- [WHAT IS REQUIRED] Lines that contain the string "beige" are the ones to list; copy all of them from the records.

- [DATA IN THIS EXERCISE]
★ ★ ★

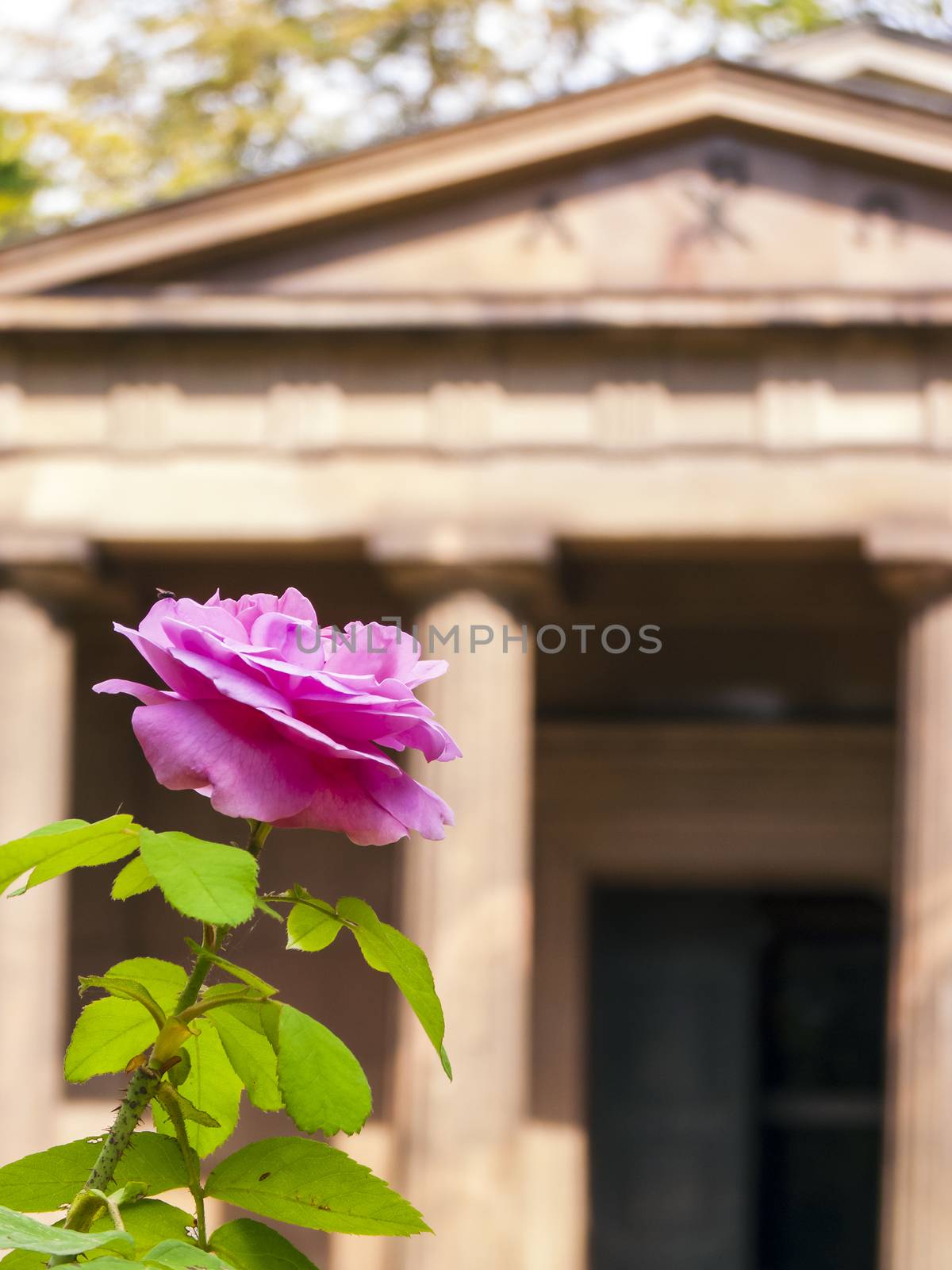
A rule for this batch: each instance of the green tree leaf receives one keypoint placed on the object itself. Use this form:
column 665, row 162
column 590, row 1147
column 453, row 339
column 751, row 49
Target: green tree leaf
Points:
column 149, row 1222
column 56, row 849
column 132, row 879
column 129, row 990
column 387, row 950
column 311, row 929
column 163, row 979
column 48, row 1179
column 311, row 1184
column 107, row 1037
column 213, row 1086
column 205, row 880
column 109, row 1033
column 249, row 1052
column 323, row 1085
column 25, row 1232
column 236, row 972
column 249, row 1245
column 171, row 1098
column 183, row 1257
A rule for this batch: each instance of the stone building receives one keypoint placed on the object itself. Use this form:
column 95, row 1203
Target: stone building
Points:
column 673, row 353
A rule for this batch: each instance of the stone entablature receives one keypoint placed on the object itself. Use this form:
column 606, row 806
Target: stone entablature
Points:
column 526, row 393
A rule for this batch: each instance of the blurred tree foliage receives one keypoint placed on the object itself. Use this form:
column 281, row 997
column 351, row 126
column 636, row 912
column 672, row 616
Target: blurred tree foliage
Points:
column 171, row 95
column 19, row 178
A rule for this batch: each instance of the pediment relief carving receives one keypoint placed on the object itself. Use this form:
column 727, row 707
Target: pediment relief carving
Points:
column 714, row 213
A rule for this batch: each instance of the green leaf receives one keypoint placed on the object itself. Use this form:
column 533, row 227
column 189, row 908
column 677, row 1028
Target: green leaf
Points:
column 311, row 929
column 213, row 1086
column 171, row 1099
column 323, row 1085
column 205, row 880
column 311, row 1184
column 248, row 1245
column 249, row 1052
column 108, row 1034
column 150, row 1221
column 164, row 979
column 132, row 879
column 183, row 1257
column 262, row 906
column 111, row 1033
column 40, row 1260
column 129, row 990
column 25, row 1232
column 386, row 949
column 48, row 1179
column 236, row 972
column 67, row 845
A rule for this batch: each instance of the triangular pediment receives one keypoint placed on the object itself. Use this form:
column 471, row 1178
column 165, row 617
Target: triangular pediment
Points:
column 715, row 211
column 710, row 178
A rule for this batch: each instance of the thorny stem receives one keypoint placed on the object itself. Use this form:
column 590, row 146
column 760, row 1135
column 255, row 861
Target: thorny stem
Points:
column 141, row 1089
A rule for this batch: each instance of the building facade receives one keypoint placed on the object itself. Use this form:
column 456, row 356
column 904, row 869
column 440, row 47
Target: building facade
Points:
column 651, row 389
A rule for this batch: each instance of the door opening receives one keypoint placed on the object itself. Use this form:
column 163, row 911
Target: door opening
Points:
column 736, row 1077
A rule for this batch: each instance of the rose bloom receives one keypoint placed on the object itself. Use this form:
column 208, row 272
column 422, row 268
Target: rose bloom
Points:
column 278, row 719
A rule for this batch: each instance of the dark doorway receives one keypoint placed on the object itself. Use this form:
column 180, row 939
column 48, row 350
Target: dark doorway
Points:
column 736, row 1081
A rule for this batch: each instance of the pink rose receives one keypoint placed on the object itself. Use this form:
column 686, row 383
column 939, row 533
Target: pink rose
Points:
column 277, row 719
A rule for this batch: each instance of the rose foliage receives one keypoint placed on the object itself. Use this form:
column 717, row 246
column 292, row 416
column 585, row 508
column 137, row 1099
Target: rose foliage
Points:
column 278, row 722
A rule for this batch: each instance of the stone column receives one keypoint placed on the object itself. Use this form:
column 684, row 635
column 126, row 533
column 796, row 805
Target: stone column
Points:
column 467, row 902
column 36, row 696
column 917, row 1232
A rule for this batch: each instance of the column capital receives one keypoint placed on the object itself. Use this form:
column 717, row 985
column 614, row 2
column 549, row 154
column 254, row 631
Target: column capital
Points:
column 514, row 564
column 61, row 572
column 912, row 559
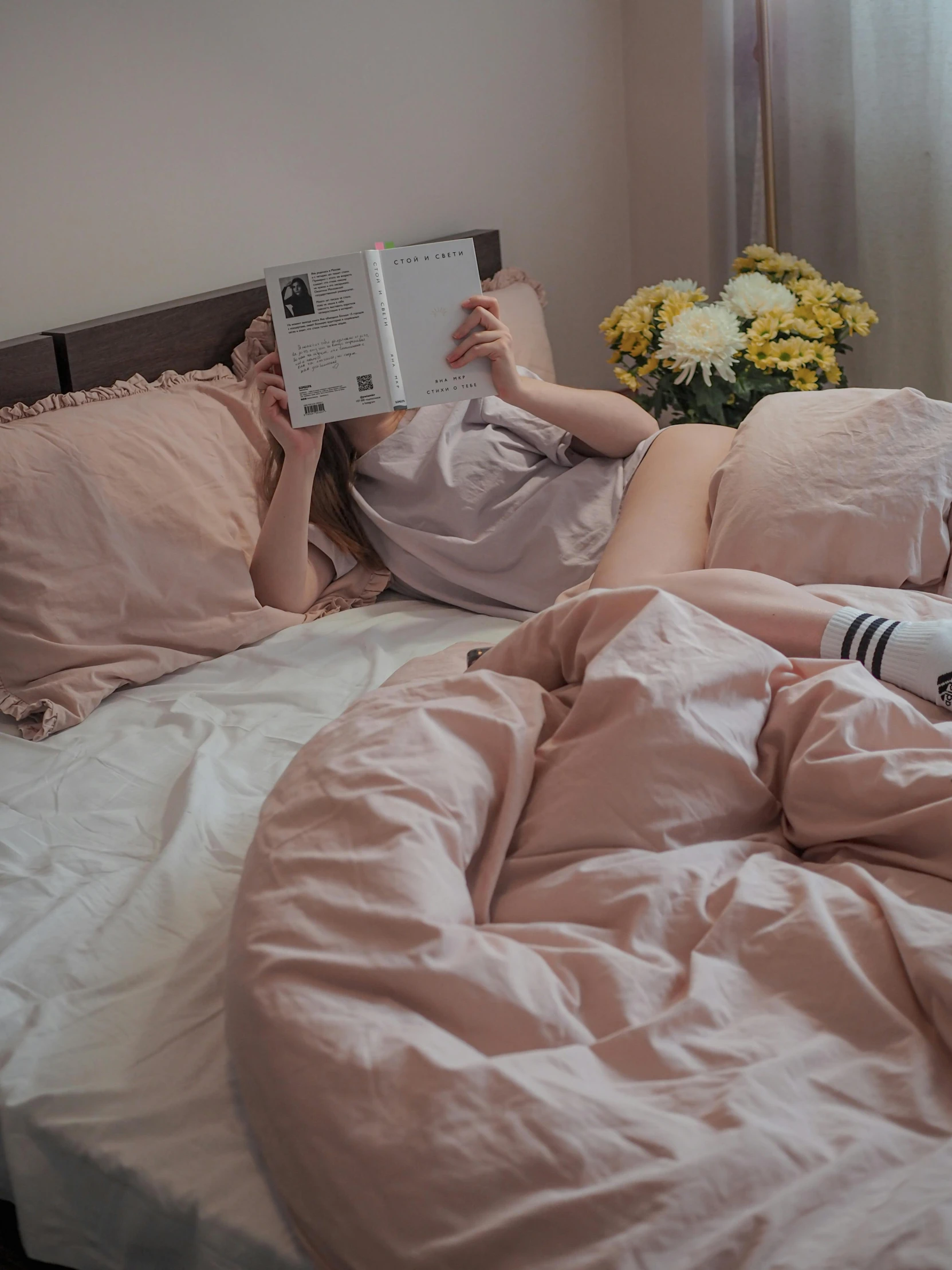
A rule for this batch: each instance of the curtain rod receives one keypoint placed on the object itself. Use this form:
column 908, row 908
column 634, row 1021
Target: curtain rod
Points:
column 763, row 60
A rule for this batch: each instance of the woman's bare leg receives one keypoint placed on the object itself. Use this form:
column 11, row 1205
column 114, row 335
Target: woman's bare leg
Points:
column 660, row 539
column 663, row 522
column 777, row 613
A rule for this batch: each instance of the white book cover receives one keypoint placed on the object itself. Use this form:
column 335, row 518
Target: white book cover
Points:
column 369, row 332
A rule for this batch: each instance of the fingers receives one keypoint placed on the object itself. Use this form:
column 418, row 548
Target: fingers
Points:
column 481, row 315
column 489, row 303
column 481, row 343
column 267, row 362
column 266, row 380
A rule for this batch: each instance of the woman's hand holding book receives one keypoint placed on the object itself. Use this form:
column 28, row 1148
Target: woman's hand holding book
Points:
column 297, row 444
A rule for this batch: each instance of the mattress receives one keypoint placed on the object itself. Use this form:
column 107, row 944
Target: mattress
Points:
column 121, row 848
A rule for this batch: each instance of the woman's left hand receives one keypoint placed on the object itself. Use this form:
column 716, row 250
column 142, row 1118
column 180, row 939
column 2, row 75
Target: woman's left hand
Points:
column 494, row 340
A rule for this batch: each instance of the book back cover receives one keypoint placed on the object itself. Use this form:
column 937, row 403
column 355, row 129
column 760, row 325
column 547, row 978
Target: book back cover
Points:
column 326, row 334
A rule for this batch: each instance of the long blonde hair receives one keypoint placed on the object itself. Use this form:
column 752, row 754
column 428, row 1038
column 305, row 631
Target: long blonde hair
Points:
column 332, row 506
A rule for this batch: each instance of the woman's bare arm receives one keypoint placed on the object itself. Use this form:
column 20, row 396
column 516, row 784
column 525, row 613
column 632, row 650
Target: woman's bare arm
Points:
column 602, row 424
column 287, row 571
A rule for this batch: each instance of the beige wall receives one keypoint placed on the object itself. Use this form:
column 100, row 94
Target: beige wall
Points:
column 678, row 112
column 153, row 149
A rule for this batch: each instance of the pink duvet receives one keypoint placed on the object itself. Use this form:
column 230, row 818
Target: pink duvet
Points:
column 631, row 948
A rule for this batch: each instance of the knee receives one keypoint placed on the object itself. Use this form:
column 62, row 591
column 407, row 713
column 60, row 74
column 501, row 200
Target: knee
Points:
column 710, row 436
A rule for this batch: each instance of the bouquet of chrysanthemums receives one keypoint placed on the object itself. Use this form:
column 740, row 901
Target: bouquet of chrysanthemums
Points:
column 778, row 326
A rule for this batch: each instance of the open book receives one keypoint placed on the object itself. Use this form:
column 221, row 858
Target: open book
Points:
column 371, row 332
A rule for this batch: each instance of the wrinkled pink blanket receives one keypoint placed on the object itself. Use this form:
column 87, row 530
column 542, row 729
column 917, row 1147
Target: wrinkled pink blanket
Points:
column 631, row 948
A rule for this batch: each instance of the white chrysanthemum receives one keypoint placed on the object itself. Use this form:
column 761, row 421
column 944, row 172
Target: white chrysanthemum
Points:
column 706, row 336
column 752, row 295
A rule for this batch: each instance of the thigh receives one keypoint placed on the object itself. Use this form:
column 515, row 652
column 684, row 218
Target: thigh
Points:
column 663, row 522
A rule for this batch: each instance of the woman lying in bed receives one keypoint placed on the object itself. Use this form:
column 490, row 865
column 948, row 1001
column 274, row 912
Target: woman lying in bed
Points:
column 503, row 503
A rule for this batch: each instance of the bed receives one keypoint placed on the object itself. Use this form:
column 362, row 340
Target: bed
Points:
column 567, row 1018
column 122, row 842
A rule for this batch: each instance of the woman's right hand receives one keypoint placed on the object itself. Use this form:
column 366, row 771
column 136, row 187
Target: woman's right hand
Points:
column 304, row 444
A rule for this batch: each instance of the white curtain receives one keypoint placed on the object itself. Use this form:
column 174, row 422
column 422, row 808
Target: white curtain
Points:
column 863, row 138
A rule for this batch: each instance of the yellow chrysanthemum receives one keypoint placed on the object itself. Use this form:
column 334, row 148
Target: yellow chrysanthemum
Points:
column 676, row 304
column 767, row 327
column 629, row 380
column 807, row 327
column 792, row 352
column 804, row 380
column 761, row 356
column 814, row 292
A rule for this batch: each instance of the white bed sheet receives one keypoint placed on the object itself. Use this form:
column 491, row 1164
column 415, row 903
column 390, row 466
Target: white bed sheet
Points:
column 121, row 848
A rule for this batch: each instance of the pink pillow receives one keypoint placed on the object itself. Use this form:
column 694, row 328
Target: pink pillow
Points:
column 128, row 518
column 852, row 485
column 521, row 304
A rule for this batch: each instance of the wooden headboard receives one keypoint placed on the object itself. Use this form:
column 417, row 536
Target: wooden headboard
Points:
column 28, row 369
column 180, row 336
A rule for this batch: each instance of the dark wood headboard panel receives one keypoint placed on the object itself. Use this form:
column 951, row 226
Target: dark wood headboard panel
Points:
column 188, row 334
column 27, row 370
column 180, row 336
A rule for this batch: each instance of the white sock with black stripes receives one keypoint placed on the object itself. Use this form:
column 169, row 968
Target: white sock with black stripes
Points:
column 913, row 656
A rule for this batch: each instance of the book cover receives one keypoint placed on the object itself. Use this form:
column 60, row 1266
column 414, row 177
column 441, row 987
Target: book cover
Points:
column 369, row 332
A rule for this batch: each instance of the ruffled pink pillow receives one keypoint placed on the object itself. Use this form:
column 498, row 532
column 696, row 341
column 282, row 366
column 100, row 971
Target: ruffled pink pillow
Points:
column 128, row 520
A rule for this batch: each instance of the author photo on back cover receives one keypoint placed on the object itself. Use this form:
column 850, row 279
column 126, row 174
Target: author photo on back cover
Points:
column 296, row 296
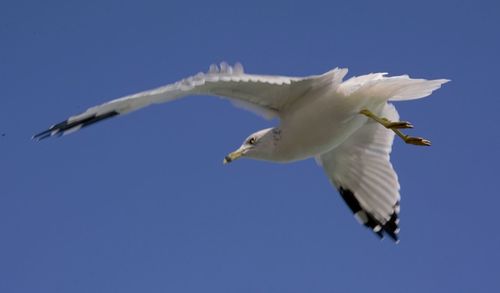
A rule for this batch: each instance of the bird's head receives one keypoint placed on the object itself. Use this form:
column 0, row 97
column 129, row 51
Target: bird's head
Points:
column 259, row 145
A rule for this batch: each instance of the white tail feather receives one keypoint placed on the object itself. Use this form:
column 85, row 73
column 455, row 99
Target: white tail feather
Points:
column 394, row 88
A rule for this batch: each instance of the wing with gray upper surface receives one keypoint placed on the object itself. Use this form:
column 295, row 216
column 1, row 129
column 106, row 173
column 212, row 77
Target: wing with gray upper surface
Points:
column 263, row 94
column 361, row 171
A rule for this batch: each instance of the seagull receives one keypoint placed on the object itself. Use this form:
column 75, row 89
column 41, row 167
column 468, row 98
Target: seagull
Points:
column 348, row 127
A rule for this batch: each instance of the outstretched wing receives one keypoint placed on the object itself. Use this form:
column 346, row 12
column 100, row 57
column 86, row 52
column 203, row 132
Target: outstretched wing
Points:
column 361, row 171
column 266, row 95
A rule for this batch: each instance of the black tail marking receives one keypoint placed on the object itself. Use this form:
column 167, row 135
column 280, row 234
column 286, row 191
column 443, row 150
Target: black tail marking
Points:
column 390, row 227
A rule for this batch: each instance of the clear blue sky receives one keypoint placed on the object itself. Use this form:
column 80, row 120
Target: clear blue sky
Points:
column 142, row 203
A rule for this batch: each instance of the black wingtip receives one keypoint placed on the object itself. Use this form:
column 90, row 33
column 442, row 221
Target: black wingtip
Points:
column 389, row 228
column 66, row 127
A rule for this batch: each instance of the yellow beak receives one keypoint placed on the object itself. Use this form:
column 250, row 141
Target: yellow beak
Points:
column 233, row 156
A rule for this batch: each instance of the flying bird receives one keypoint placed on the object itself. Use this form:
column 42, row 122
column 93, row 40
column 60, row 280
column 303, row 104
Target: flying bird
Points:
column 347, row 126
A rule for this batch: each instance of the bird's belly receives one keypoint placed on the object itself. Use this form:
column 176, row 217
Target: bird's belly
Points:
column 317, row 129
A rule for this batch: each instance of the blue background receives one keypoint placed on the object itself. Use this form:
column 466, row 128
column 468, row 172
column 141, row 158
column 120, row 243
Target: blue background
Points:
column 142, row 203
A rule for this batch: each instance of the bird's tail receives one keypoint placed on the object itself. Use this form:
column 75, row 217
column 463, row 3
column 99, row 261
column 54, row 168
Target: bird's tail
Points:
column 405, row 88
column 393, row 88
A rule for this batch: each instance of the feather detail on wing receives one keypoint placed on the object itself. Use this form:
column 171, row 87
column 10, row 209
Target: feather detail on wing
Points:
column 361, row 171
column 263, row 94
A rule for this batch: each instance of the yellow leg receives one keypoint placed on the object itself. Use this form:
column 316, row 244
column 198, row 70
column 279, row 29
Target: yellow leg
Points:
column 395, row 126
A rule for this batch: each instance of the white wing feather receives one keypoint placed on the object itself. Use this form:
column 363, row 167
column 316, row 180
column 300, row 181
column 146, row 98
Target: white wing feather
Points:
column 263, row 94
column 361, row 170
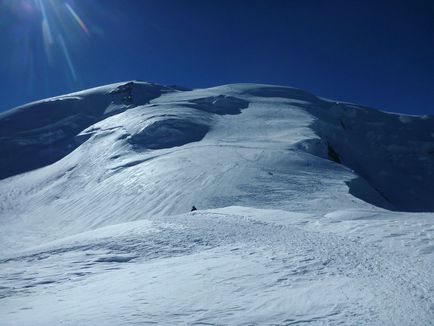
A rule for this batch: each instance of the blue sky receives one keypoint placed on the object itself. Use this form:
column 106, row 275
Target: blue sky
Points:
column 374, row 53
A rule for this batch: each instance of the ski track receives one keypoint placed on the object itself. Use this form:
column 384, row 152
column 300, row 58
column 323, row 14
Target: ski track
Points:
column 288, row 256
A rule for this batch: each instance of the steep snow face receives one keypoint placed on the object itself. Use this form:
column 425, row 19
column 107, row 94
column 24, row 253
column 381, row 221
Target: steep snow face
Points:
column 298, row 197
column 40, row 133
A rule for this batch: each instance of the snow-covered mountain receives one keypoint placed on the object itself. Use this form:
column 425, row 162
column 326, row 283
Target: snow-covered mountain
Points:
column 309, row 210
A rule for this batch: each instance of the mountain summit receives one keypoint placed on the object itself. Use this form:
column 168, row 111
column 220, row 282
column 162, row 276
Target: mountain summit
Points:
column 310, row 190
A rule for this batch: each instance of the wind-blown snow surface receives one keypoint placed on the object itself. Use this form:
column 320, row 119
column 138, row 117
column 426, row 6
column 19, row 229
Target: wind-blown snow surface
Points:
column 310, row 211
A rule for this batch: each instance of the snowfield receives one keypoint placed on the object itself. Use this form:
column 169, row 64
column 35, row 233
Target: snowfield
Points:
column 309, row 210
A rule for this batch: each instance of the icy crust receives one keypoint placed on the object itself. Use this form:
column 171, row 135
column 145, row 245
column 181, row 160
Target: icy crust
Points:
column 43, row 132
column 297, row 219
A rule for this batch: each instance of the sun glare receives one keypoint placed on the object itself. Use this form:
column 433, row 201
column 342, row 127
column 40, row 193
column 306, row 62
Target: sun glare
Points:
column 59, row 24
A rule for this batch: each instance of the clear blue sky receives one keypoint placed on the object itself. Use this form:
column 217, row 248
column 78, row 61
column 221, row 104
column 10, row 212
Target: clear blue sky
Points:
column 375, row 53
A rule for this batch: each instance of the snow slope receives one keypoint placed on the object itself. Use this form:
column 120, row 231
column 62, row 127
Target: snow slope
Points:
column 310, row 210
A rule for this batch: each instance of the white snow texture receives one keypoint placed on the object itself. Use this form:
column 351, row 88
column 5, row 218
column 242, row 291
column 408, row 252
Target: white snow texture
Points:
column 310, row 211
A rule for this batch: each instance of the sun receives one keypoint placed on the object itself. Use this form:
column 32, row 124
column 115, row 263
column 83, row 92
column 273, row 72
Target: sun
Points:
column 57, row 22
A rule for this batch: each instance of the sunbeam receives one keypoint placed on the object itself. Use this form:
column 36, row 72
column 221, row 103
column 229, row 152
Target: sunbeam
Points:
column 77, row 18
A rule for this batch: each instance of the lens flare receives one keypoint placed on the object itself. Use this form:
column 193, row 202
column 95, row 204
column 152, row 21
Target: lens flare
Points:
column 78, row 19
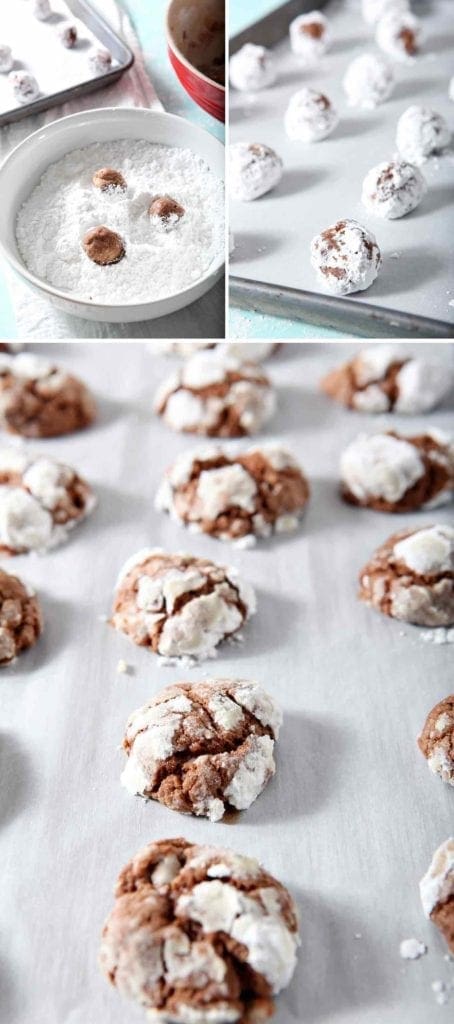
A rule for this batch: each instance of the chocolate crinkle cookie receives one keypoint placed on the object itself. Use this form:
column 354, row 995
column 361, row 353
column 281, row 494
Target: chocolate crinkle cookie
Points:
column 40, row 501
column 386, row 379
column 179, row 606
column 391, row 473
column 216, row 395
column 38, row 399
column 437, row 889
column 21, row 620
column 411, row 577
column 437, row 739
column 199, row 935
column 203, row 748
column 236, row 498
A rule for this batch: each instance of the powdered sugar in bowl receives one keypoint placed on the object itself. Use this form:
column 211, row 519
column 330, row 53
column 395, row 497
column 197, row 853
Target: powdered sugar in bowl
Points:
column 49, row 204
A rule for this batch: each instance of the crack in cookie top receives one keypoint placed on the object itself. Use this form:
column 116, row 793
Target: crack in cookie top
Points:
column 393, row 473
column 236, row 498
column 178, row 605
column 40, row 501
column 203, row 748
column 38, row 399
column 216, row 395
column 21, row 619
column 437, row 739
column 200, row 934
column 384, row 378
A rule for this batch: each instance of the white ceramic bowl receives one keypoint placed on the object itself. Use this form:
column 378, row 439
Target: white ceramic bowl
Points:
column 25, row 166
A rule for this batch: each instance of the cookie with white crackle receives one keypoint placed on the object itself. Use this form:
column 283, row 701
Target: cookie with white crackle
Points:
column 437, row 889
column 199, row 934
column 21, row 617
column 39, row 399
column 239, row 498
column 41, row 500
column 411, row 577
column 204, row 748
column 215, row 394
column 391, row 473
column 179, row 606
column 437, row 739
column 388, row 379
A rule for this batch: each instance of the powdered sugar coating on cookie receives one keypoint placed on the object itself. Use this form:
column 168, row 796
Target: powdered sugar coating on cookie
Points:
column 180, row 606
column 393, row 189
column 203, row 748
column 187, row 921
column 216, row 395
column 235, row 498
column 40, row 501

★ ★ ★

- [ANSWER AREA]
A rule for this batch: each instance of the beige wall receives one keypoint placed on the object itself. Use this form:
Target: beige wall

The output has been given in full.